Segmentation dataset excerpts:
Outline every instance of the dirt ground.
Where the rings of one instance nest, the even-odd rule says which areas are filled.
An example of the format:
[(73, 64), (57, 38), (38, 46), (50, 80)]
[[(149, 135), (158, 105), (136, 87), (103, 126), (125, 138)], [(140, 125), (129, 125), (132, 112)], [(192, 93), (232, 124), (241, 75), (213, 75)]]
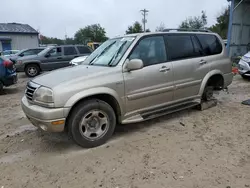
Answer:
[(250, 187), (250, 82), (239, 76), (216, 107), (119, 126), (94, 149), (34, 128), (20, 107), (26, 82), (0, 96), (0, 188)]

Problem requirements – Lay out every line of the records above as a numbered list, skipping any blank lines and omitting the pictures.

Answer to the exercise –
1. Outline every instance of the dirt ground.
2. Where the rings of one instance nest, the even-odd rule says which areas are filled.
3. An example of the format:
4. [(73, 64), (57, 38), (38, 46), (50, 80)]
5. [[(149, 135), (158, 105), (136, 87), (103, 126), (125, 138)], [(140, 125), (129, 125), (132, 112)], [(192, 93), (232, 124), (241, 75), (213, 75)]]
6. Answer:
7. [(250, 187), (250, 82), (239, 76), (216, 107), (119, 126), (94, 149), (34, 128), (20, 107), (26, 82), (0, 96), (0, 188)]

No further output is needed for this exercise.